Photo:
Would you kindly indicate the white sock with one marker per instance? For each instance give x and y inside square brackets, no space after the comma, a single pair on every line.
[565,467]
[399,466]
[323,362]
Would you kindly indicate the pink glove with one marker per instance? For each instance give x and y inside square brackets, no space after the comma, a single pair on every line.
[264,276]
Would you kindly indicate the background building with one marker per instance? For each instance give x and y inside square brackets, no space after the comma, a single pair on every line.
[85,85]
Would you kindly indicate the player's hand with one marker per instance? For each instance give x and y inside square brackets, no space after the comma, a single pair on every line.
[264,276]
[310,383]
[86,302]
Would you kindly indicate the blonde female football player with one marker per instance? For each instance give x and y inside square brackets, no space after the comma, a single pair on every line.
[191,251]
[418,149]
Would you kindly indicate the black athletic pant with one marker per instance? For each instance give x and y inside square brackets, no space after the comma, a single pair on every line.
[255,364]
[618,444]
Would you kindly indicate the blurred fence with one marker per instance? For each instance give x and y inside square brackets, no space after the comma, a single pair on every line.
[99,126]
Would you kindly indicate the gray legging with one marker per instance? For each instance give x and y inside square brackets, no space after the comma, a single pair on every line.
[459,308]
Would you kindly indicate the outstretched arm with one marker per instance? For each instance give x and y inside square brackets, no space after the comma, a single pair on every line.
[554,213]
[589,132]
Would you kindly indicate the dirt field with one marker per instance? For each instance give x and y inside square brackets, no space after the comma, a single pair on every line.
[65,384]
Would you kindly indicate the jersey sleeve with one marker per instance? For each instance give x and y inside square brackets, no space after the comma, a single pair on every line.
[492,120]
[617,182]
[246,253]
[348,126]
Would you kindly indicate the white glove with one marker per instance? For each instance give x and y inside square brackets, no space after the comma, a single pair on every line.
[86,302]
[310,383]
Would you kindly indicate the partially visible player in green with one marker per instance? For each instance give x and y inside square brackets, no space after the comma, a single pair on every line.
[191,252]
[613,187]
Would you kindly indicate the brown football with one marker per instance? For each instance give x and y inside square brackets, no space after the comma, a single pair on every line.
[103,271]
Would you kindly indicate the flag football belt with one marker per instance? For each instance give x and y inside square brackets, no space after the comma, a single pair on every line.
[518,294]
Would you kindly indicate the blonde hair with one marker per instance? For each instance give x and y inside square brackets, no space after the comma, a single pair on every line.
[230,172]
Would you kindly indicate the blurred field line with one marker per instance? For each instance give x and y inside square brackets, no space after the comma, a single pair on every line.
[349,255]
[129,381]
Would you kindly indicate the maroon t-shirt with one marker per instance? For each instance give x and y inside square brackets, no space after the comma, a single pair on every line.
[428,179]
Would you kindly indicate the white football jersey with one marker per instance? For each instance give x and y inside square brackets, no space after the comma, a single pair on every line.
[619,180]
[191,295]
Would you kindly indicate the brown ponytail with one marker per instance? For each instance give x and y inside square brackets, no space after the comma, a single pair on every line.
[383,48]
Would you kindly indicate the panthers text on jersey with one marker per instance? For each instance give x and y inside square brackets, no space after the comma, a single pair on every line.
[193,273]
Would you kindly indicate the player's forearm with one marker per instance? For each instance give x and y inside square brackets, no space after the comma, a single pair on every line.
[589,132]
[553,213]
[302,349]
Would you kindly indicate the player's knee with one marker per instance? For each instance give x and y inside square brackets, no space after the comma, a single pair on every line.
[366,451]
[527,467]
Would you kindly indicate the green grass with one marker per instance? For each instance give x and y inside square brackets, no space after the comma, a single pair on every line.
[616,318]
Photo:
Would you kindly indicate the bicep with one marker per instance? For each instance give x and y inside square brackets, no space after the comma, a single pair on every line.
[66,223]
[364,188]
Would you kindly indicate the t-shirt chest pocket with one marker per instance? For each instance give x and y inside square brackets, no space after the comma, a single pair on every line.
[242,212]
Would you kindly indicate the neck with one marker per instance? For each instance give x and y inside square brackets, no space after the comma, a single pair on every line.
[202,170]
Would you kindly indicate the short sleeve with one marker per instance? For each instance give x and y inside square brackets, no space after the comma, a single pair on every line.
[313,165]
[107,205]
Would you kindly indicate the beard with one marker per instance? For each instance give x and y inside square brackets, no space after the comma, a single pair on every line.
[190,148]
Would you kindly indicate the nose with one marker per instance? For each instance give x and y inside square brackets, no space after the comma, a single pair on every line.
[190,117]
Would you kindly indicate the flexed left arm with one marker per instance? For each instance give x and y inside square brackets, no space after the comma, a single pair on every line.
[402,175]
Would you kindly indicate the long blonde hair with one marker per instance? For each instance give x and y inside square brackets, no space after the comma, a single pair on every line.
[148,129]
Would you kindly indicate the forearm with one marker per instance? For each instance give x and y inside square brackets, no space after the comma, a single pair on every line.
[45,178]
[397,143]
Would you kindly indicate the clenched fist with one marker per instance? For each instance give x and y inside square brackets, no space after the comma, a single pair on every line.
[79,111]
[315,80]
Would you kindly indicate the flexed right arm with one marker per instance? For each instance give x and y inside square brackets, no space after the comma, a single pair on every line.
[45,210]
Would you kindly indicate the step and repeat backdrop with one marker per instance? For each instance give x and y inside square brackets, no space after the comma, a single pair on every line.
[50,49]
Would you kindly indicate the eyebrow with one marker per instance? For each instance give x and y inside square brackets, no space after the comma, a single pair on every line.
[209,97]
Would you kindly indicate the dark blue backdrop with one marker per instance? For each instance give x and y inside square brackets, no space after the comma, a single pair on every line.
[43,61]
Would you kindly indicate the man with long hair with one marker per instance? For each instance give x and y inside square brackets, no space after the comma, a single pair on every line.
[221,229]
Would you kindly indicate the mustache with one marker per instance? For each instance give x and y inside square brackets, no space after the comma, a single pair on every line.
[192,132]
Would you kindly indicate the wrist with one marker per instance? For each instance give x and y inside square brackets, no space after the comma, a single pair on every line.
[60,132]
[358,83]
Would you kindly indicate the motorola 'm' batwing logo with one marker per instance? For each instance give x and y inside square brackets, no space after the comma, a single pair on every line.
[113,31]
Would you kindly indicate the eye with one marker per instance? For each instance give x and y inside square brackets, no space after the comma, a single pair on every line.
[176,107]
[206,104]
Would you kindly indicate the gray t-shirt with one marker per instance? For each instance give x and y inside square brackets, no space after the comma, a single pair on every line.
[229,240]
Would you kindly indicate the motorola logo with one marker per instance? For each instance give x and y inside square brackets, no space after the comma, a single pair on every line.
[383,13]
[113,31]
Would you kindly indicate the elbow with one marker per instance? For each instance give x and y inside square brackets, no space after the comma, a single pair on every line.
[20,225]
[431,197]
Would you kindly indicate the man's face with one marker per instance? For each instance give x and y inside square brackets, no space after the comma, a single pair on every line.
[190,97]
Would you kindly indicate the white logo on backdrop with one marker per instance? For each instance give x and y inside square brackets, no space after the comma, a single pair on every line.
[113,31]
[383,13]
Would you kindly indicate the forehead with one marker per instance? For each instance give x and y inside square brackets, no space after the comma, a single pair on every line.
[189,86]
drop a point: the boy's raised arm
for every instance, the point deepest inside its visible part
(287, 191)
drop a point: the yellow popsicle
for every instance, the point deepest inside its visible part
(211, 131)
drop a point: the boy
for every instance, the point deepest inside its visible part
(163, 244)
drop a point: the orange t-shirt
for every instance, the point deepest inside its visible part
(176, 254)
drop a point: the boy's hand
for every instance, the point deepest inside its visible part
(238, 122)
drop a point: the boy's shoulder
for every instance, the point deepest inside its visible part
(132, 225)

● ● ● ● ●

▶ _Written exercise_
Reproduce the listing above in full, swapping every occurrence of "Would you kindly indicate" for "Please mark" and leaving all other text untouched.

▶ _Task result_
Photo:
Please mark the white sock with one marker per instance? For each instance give x and y inside square brackets, no space after the comma, a single pair on every line.
[565,467]
[399,466]
[323,362]
Please mark the pink glove with one marker per instance? For each instance give x and y inside square brackets, no space after the comma, a single pair on every line.
[264,276]
Please mark the background building with one marker per instance? For each instance give x and y inside square brackets, no space after the comma, a single pair on every line.
[85,85]
Please mark the player's hand with one marker per instance? For each instance give x and y inside square brackets, no space after the comma, a single pair on every line.
[264,276]
[310,383]
[86,302]
Please mark the blonde female football player with one marker per instance? For each instance give x and y inside square brackets, no space after the comma, a single pair on every line.
[191,251]
[418,149]
Please mark the black athletic pant with one marker per instance? For each instance give x and y inside square brackets, no space after the comma, a single pair on every line.
[255,364]
[618,444]
Please mark the blurred fence with one marker per instance? For each instance give x and y inside square brackets, no space after the comma, a single pair on every line.
[99,126]
Please mark the gray legging with one marker per instance? For each instance give x and y inside square brackets, no space after the comma, a single pair on every line.
[459,308]
Please mark the outstretched arm with one marker per instance? For each instance give x and y inside square brackets, no space after the comma, a single pair on every line.
[554,213]
[589,132]
Please mark the dirt field with one marker per instance? For each instance give x and y inside square brackets, no space after the comma, a single pair on every line.
[65,384]
Please mark the jersey sleeve with one marker per instance? For each instance give x and y inside square brackets, no space after the comma, a single pair on every line.
[492,120]
[617,182]
[246,253]
[348,126]
Please mark the white glove with one marker per instance? For each instance give x and y inside square brackets, no space after the comma, a single pair on every line.
[86,302]
[310,383]
Please mark the partially visible player in green with one marker per instance? For each instance give x and y inside square brackets, no space after the comma, a single pair on every line.
[191,252]
[613,187]
Please mark the brown football with one marker per instance? For each instance give x and y inside square brackets, no space after the comma, a single pair on every line.
[103,271]
Please mark the flag football belt with one marker per instance? For each instance give x and y inside square brackets, no space after the comma, a single pair on every line.
[518,294]
Please mark the blonde hair with one marker per instance? For each instance give x and y inside square brackets, no space after the comma, a single pair on every line.
[230,172]
Please mark the blurred field line with one marker per instance? For each instance give x and y inside square brackets, no space after the comma, a single pair on every line.
[349,255]
[129,381]
Please mark the maroon t-shirt with one marker per instance? For each instance give x and y inside square brackets, no space after the comma, a single pair on every line.
[428,179]
Please mark the white football jersey with one marker per instance? For each instance give x and y inside square brackets, no space after the comma, a single pair on every line.
[619,180]
[191,295]
Please mark the brown ponytail with one marker per instance? For each instance give x and y inside square brackets, no space after the comma, a single pair on every line.
[383,48]
Please mark the panthers text on jersey with one marker per instance? For each instance give x and y inside square brackets, no space after the comma, a single pair on every line.
[193,273]
Please mark the player's forearm with one marker per instance? For each instance give x and y inside square brackets, no space after the comma, a single pair on every line.
[589,132]
[553,213]
[302,349]
Please mark the player's knee with one marker per instance? For each instance give x and y inside square brackets, no space after the comma, a single pair on every line.
[366,451]
[527,467]
Please mark the green grass with one marker per instance? For each instance give x and y inside square brackets, no space after the comma, a single pair on every line.
[616,318]
Photo:
Please mark the bicep with one marker per instance? For each instance give x and y inside square brackets, no space after the comma, a single pair on every line.
[66,223]
[364,188]
Please mark the t-shirt chest pocket with one marker per instance? For each instance give x and y inside square brackets, no space after the comma, a single pair on every line.
[242,212]
Please mark the neck with one marker per instance? For each instance give x and y inside square brackets, no space after the comma, a single pair on every line.
[202,170]
Please mark the short sleeve with one marker per instance? For each instance give x and y inside square brackets, no space after the comma, a single pair on every line.
[313,165]
[107,205]
Please mark the beard with one marker per instance? For each instance give x and y inside square brackets, no space after the comma, a single pair on every line.
[190,148]
Please mark the nose with one marker per instance? For each instance give x and y inside square brackets, no space after the comma, a single pair on every line.
[190,117]
Please mark the flexed left arm with one marker per instance? For each instance give x and y inside square brackets, no space after the comma, a single pair on every line.
[402,175]
Please mark the long blonde hair with one marker per instance? For each instance give x and y inside square brackets, no space after the comma, a single pair on every line.
[148,129]
Please mark the forearm with one marker per instance? For each instance give x and y inside square brackets, no space after the comma, a single pair on every line.
[45,178]
[397,143]
Please mark the clenched fist with one marker per instance? For each instance give x and y inside square brackets, no space after the comma, a single pair on every line.
[79,111]
[315,80]
Please mark the flexed right arm with one marker per instance? For each instance give x and y inside square brackets, no space after the comma, a single pair on every line.
[45,210]
Please mark the step and repeat backdrop with one marker per instance? For each instance give x and y inside square brackets, no space after the comma, a single pair on every line.
[50,49]
Please mark the eyebrow with one marker per instance? For each instance give x and y inside square brackets, no space after the comma, a single pair on every line.
[209,97]
Please mark the dark blue backdrop with one marker per instance? For each instance give x and y inside square brackets, no space after the comma, a single pair on every line.
[43,61]
Please mark the man with long hair with one marker per instance? For each instance give x and y inside square brackets, no space after the comma, a single pair on every line.
[221,229]
Please mark the mustache with one marker per instance? For each instance give x and y inside square brackets, no space after the comma, a single pair on every line.
[192,132]
Please mark the wrist with one marker per instance? For each instance give x and y inside square brackets, no space after the comma, a single pair on every line.
[60,132]
[358,83]
Please mark the motorola 'm' batwing logo with one marker per instance? For each instance give x and y inside square brackets, no space after the comma, a single pair on every line.
[113,31]
Please mark the eye with one marker per instance? For each instance give x and y inside square brackets, no space after the comma, a single pair on every line.
[176,107]
[206,104]
Please mark the gray t-shirt with one marker per instance? For each instance give x and y inside square brackets, no space after the comma, a single pair on every line.
[229,240]
Please mark the motorola logo with one marker per instance? For each instance give x and y inside square brackets, no space after the comma, a single pair on every line.
[383,13]
[113,31]
Please mark the elbow with one marker per instance? For each instance give x and y inside square brackets, no space after the comma, a single pair on every line.
[20,225]
[431,197]
Please mark the man's face with one marker per instance? For each instance give x and y inside square brackets, no space after the comma, a single pair on every line.
[190,97]
Please mark the white logo on backdrop with one marker per instance? For each instance give x and y inside square brackets, no space after the comma, a single pair on every line.
[113,31]
[383,13]
Please mark the forehead with one marker per instance? For each instance give x and y inside square brackets, no space after the comma, a single pair on every line.
[189,86]
drop a point: the boy's raised arm
for every instance, the point deepest inside its visible part
(287, 191)
drop a point: the yellow popsicle
for every instance, the point deepest inside its visible part
(211, 131)
drop a point: the boy
for every instance, the point deepest inside its visible part
(163, 244)
drop a point: the orange t-shirt
for every instance, the point deepest inside its visible part
(176, 254)
drop a point: the boy's hand
for every instance, the point deepest inside its visible part
(238, 122)
drop a point: the boy's shoulder
for every instance, the point deepest inside its visible part
(132, 225)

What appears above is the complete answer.